(GIVEN TASK) Could you turn the lines below into a numbered list, leaving out any blank lines?

(EXTRACTED DATA)
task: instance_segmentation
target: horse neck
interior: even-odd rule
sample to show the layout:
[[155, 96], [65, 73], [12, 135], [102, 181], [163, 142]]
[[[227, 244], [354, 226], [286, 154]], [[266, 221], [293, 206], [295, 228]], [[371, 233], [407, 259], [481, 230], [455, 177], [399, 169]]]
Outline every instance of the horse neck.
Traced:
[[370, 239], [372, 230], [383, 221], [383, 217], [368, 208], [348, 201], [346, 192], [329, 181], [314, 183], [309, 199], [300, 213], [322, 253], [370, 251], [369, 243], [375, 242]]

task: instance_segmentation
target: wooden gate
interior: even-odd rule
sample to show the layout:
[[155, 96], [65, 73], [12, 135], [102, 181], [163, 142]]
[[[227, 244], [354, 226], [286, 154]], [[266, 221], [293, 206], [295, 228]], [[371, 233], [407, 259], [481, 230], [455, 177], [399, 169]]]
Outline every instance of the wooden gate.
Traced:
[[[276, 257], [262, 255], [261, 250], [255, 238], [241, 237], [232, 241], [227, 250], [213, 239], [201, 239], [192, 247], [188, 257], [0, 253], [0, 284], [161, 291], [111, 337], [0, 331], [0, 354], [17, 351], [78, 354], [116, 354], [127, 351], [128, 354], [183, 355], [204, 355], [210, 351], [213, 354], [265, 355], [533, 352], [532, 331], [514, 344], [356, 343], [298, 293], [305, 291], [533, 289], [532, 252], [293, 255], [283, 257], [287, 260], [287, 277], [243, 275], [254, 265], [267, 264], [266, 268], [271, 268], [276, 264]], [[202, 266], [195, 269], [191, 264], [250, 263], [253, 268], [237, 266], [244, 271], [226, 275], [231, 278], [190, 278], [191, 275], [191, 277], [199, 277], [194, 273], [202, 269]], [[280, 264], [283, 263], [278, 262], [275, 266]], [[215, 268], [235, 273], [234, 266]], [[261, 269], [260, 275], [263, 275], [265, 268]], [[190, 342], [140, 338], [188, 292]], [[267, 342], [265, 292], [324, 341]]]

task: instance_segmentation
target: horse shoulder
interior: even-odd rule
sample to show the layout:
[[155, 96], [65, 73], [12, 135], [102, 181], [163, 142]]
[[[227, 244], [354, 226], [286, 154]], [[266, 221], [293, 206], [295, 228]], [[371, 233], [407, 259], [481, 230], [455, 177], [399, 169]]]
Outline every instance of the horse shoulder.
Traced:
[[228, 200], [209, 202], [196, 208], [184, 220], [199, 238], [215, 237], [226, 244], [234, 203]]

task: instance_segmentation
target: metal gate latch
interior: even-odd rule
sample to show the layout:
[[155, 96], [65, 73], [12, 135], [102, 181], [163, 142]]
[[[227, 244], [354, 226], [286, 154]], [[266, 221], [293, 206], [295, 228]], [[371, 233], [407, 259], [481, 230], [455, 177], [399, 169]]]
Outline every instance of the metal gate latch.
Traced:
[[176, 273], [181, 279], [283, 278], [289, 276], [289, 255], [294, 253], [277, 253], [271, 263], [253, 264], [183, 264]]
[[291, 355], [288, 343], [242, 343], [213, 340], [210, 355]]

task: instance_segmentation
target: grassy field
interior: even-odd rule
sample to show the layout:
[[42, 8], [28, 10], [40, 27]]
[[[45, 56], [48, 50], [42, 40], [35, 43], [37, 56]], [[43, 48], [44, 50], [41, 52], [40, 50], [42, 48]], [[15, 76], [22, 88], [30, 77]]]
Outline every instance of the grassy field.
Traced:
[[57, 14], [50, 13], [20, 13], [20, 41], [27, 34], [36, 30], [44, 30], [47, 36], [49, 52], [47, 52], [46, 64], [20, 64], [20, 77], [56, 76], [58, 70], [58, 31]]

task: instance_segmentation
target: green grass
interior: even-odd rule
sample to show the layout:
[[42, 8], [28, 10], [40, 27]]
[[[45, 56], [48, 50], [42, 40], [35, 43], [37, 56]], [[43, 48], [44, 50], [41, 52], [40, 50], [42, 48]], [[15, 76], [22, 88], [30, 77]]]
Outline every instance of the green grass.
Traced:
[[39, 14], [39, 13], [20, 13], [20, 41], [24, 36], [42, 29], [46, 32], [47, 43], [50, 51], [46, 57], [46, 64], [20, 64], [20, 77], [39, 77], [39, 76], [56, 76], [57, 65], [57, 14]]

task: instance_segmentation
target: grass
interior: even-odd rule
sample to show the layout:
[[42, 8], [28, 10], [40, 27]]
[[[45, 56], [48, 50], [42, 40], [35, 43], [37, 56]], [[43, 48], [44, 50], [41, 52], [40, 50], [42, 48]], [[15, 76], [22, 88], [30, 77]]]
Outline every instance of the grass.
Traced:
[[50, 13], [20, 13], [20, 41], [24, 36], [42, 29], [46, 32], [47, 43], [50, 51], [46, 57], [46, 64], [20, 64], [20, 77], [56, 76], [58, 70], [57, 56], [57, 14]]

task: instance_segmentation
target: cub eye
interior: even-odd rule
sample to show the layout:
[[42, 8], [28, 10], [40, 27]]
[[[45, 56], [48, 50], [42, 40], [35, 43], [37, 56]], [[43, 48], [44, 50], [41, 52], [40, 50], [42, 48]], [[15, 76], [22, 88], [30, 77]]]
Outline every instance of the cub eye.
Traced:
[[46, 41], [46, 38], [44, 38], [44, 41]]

(SOLUTION TO THIS TASK)
1. task: instance_segmentation
2. target: horse neck
3. interior: even-odd rule
4. sample to show the layout:
5. [[155, 96], [65, 73], [12, 135], [102, 181], [163, 142]]
6. [[[227, 244], [354, 226], [286, 154]], [[266, 221], [293, 206], [295, 228]], [[371, 233], [407, 259], [481, 230], [455, 177], [399, 169]]]
7. Outline every instance of the horse neck.
8. Traced:
9. [[370, 239], [372, 230], [383, 221], [383, 217], [368, 208], [348, 201], [346, 192], [329, 181], [314, 183], [309, 199], [300, 213], [322, 253], [370, 251], [369, 243], [375, 242]]
10. task: instance_segmentation
11. target: wooden gate
12. interior: even-odd rule
13. sample to show the layout:
14. [[155, 96], [65, 73], [12, 135], [102, 181], [163, 142]]
15. [[[227, 244], [354, 226], [286, 154]], [[266, 221], [293, 206], [295, 228]], [[371, 233], [407, 259], [481, 230], [455, 177], [399, 169]]]
16. Outline every instance of the wooden gate.
17. Traced:
18. [[[276, 257], [262, 255], [261, 250], [255, 238], [241, 237], [232, 241], [227, 250], [213, 239], [201, 239], [192, 247], [188, 257], [0, 253], [0, 284], [161, 291], [111, 337], [0, 331], [0, 354], [17, 351], [78, 354], [116, 354], [127, 351], [128, 354], [183, 355], [204, 355], [210, 351], [213, 354], [265, 355], [533, 352], [532, 331], [514, 344], [356, 343], [298, 293], [305, 291], [533, 289], [532, 252], [293, 255], [283, 257], [287, 260], [287, 277], [243, 275], [254, 265], [267, 264], [266, 268], [271, 268], [276, 264]], [[202, 266], [195, 269], [191, 264], [250, 263], [253, 268], [237, 266], [244, 271], [226, 275], [231, 278], [190, 278], [191, 275], [191, 277], [199, 277], [194, 273], [202, 269]], [[280, 264], [283, 263], [278, 262], [275, 266]], [[215, 268], [235, 273], [234, 266]], [[261, 269], [260, 275], [263, 275], [265, 268]], [[190, 342], [140, 338], [188, 292]], [[267, 342], [265, 292], [324, 341]]]
19. task: instance_segmentation
20. target: horse shoulder
21. interior: even-odd rule
22. sample to show the layout:
23. [[155, 96], [65, 73], [12, 135], [102, 181], [163, 142]]
24. [[[227, 244], [354, 226], [286, 154]], [[266, 221], [293, 206], [295, 228]], [[371, 233], [407, 259], [481, 230], [455, 177], [399, 169]]]
25. Outline every instance of the horse shoulder.
26. Traced:
27. [[228, 200], [209, 202], [196, 208], [184, 220], [199, 238], [215, 237], [226, 244], [234, 203]]
28. task: instance_segmentation
29. target: metal gate latch
30. interior: even-odd rule
31. sample to show the layout:
32. [[155, 96], [65, 73], [12, 135], [102, 181], [163, 142]]
33. [[[227, 244], [354, 226], [286, 154]], [[266, 221], [293, 206], [295, 228]], [[371, 233], [407, 259], [481, 230], [455, 177], [399, 169]]]
34. Outline every instance of the metal gate latch.
35. Traced:
36. [[176, 273], [181, 279], [283, 278], [289, 276], [289, 255], [294, 253], [277, 253], [271, 263], [253, 264], [183, 264]]
37. [[291, 355], [288, 343], [242, 343], [213, 340], [210, 355]]
38. task: instance_segmentation
39. target: grassy field
40. interior: even-odd rule
41. sample to show the layout:
42. [[42, 8], [28, 10], [40, 27]]
43. [[[45, 56], [48, 50], [42, 40], [35, 43], [37, 56]], [[43, 48], [44, 50], [41, 52], [40, 50], [42, 48]], [[15, 76], [22, 88], [30, 77]]]
44. Outline every instance of the grassy field.
45. Traced:
46. [[57, 14], [50, 13], [20, 13], [20, 41], [27, 34], [36, 30], [44, 30], [47, 36], [49, 52], [47, 52], [46, 64], [20, 64], [20, 77], [56, 76], [58, 70], [58, 31]]
47. task: instance_segmentation
48. target: green grass
49. interior: even-odd rule
50. sample to show the layout:
51. [[42, 8], [28, 10], [40, 27]]
52. [[[45, 56], [48, 50], [42, 40], [35, 43], [37, 56]], [[43, 48], [44, 50], [41, 52], [40, 50], [42, 48]], [[15, 76], [22, 88], [30, 77]]]
53. Outline every instance of the green grass.
54. Traced:
55. [[39, 14], [39, 13], [20, 13], [20, 41], [24, 36], [42, 29], [46, 32], [47, 43], [50, 51], [46, 57], [46, 64], [20, 64], [20, 77], [39, 77], [39, 76], [56, 76], [57, 65], [57, 14]]
56. task: instance_segmentation
57. target: grass
58. interior: even-odd rule
59. sample to show the layout:
60. [[42, 8], [28, 10], [40, 27]]
61. [[[45, 56], [48, 50], [42, 40], [35, 43], [37, 56]], [[43, 48], [44, 50], [41, 52], [40, 50], [42, 48]], [[15, 76], [22, 88], [30, 77]]]
62. Outline every instance of the grass.
63. Traced:
64. [[50, 13], [20, 13], [20, 41], [24, 36], [42, 29], [46, 32], [47, 43], [50, 51], [46, 57], [46, 64], [20, 64], [20, 77], [56, 76], [58, 70], [57, 56], [57, 14]]
65. task: instance_segmentation
66. target: cub eye
67. interior: even-odd rule
68. sample to show the layout:
69. [[42, 8], [28, 10], [40, 27]]
70. [[[45, 56], [48, 50], [42, 40], [35, 43], [37, 56]], [[43, 48], [44, 50], [41, 52], [40, 50], [42, 48]], [[15, 76], [22, 88], [30, 77]]]
71. Outline every instance of the cub eye.
72. Traced:
73. [[46, 41], [46, 38], [44, 38], [44, 41]]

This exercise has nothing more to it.